# Web Programming ebook



## kengo24649 (May 12, 2011)

would anyone recommend me a web programming /development ebook which contains all the information i need to know and tutorials,definition,styles etc..

all replies will be appreciated


----------



## Deleted member 3 (May 12, 2011)

Language?


----------



## kengo24649 (May 12, 2011)

idk what language i should learn but i am planning to make a social network website
can u recommend me any?


----------



## Kreij (May 12, 2011)

Developing a social networking site will probably mean you will have to know everything from page creation, scripting, database access,etc.

You could start here.


----------



## kengo24649 (May 12, 2011)

Kreij said:


> Developing a social networking site will probably mean you will have to know everything from page creation, scripting, database access,etc.

RECORD EXCERPTS>
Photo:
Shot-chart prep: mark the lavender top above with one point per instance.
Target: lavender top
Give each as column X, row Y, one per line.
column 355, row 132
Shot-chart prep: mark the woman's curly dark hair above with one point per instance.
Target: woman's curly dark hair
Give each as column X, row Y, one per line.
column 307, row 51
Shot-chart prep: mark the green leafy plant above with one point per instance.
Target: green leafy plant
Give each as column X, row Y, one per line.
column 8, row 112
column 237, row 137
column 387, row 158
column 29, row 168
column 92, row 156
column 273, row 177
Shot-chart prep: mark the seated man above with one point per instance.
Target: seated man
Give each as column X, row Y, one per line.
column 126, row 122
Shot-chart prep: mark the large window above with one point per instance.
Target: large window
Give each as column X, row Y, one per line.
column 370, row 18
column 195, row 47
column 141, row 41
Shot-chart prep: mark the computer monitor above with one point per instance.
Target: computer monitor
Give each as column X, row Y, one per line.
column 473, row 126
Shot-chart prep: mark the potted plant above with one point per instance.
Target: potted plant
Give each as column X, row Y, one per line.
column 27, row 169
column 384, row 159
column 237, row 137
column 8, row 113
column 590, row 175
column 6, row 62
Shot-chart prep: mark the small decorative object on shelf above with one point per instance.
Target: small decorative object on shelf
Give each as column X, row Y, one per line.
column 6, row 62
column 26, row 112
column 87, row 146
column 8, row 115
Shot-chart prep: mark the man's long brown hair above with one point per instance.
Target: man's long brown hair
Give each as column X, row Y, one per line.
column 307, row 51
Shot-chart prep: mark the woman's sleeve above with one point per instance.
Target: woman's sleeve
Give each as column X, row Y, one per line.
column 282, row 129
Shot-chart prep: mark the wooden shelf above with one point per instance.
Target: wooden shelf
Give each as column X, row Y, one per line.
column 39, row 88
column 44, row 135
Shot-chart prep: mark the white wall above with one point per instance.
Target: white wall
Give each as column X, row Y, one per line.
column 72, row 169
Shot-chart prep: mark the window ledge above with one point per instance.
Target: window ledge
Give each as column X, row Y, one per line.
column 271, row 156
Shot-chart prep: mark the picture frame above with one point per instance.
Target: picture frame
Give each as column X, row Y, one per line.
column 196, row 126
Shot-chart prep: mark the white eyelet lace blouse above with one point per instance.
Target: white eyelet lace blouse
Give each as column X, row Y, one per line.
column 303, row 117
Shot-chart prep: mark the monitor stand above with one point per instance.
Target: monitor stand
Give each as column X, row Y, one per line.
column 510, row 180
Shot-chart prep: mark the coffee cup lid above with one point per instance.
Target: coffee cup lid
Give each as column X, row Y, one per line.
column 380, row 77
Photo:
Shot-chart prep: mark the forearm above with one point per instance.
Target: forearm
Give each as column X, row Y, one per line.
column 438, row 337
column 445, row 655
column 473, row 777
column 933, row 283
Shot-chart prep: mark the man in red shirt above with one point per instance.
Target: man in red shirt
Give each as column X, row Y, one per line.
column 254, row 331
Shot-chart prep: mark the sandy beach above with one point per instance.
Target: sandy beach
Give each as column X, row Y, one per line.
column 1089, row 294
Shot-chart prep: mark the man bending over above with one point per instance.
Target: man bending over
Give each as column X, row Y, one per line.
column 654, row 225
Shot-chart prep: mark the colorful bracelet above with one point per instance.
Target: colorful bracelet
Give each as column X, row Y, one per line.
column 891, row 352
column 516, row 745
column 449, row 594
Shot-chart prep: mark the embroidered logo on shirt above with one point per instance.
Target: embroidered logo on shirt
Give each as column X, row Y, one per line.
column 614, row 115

REQUESTS>
#1 Can you shorten the paragraph in the forum thread on web programming ebooks that begins "Developing a social networking site" into a brief list?
#2 Could you resume the forum thread on web programming ebooks from the last line shown?
The rows are separate material and have nothing to do with the forum thread.

ANSWERS GIVEN>
#1
A social networking site will probably require knowing:
- page creation
- scripting
- database access
- and more besides

#2
> 
> You could start here.



whoa thats alot!


----------



## Easy Rhino (May 12, 2011)

kengo24649 said:


> whoa thats alot!



lol well you dont just snap your fingers and have a successful webpage.


----------



## Frick (May 12, 2011)

kengo24649 said:


> whoa thats alot!



Of course. That's why people is studying these things in college.

BTW, W3Schools is pretty good.

http://www.w3schools.com/


----------



## kengo24649 (May 12, 2011)

Easy Rhino said:


> lol well you dont just snap your fingers and have a successful webpage.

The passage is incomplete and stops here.